WHAT YOU ARE ASKED TO DO: Render the records, from the line containing "the jersey sleeve" through the end of the records, as a Markdown table with the columns No. and Text. Give one numbered row per line and omit blank lines.

PROVIDED MATERIAL:
════════════════════
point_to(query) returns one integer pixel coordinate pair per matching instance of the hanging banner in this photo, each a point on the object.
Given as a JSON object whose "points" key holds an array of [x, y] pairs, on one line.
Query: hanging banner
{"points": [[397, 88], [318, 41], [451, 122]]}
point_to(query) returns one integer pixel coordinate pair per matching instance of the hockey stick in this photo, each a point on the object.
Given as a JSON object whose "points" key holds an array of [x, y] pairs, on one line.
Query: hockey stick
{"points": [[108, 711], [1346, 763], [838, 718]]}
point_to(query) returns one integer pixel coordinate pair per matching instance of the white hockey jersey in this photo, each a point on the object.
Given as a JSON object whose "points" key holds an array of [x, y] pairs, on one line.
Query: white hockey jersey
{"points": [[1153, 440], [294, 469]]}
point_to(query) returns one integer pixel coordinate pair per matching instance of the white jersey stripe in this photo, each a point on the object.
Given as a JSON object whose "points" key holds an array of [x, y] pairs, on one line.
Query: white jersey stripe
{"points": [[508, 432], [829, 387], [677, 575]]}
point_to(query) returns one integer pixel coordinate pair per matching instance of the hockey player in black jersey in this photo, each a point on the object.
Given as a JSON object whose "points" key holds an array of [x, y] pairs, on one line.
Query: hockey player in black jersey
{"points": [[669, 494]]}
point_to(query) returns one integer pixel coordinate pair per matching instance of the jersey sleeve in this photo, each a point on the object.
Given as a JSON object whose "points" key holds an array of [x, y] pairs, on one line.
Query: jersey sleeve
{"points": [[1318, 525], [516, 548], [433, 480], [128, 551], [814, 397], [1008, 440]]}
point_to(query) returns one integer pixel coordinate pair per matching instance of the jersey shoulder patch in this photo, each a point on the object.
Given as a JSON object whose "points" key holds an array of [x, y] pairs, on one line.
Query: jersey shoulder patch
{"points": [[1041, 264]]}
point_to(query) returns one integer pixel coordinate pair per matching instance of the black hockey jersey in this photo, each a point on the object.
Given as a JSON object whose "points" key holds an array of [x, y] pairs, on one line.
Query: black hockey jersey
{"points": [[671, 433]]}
════════════════════
FULL RESPONSE:
| No. | Text |
|---|---|
| 1 | point_to(query) returns one integer pixel coordinate pair per matching instance of the jersey sleeve in this photo, each a point on the object. |
| 2 | Given as a JSON object whose "points" key holds an array of [x, y] pairs, on one line. |
| 3 | Query: jersey sleeve |
| 4 | {"points": [[1318, 525], [516, 548], [433, 480], [128, 551], [814, 397], [1008, 440]]} |
| 5 | point_to(query) returns one integer pixel coordinate pair per matching instance of the jersey shoulder patch in this photo, each a point on the object. |
| 6 | Given as a JSON object whose "points" key holds an array of [x, y] pairs, on one line. |
| 7 | Query: jersey shoulder patch |
| 8 | {"points": [[1041, 264]]} |
| 9 | point_to(query) returns one integer pixel coordinate pair per matching instance of the black hockey jersey in this photo, each a point on the object. |
| 10 | Given as a JSON object whose "points" key holds an array of [x, y] pairs, on one line. |
| 11 | Query: black hockey jersey |
| 12 | {"points": [[671, 433]]} |